* _Set exercise_
Write out every line of the records from the line with "Think you've got what it takes? Locate narrow" through the end of the records, keeping the wording of every line, and shift each bounding box coordinate up by 100. Include both end lines and no other lines.

# Start of Available records

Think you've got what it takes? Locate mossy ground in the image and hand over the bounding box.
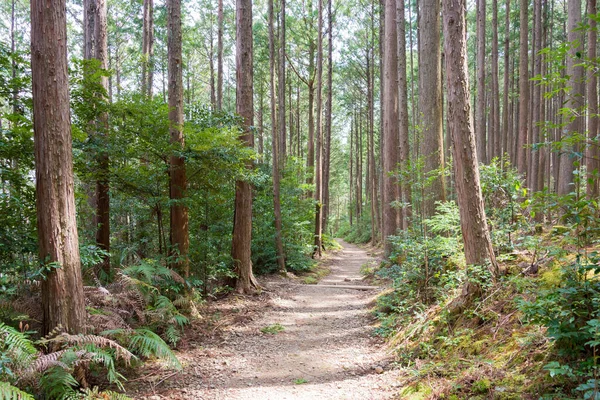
[376,274,557,400]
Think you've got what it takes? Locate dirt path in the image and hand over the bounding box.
[136,242,399,400]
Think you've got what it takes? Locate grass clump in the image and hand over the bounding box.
[260,323,285,335]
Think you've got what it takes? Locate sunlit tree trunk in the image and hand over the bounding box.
[475,0,487,163]
[30,0,86,335]
[586,0,600,199]
[217,0,223,110]
[167,0,190,278]
[396,0,412,230]
[268,0,285,272]
[142,0,154,97]
[515,0,529,175]
[313,0,323,257]
[321,0,333,233]
[443,0,498,277]
[383,0,398,256]
[419,0,446,217]
[231,0,259,293]
[558,0,584,195]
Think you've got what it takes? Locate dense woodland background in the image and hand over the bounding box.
[0,0,600,399]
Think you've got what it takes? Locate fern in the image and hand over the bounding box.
[78,386,132,400]
[102,329,182,370]
[0,382,34,400]
[39,367,79,400]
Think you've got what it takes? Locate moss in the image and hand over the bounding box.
[471,378,492,394]
[540,265,562,287]
[400,382,431,400]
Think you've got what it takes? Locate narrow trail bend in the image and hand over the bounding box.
[137,242,399,400]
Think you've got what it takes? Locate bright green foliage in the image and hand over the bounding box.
[0,382,34,400]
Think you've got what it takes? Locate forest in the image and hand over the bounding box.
[0,0,600,400]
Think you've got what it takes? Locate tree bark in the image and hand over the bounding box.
[488,0,502,161]
[419,0,446,217]
[94,0,110,276]
[313,0,323,257]
[515,0,529,176]
[231,0,259,294]
[167,0,190,278]
[396,0,412,230]
[586,0,600,199]
[268,0,286,272]
[217,0,223,110]
[30,0,86,335]
[500,0,512,165]
[443,0,498,277]
[142,0,154,98]
[321,0,333,232]
[530,0,542,192]
[475,0,488,164]
[383,0,398,256]
[558,0,585,196]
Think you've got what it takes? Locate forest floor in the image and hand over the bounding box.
[127,241,401,400]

# End of Available records

* _Exercise response_
Think you've got what it takes? Locate narrow trail bend in the image and hand over the bounding box.
[237,342,499,500]
Think you've got what it takes? Locate bright green foliage in the image and hand over the bounding box.
[100,482,134,500]
Think you've got what it takes? Locate forest in the image and hand over the bounding box.
[100,100,700,500]
Think you've got what it takes? Locate tree bark in the image and hand over the bounding box.
[588,100,602,261]
[519,100,546,317]
[194,100,210,376]
[413,100,423,357]
[615,100,629,276]
[331,100,359,394]
[267,100,290,378]
[496,100,512,330]
[686,100,700,299]
[368,100,386,372]
[317,100,323,210]
[130,100,186,435]
[600,100,612,265]
[543,100,598,377]
[242,100,254,198]
[421,100,433,332]
[630,100,642,292]
[575,100,588,264]
[483,100,498,356]
[658,100,685,296]
Think you've got what it takes? Locate forest floor in the image and hand over the bounding box.
[227,341,501,500]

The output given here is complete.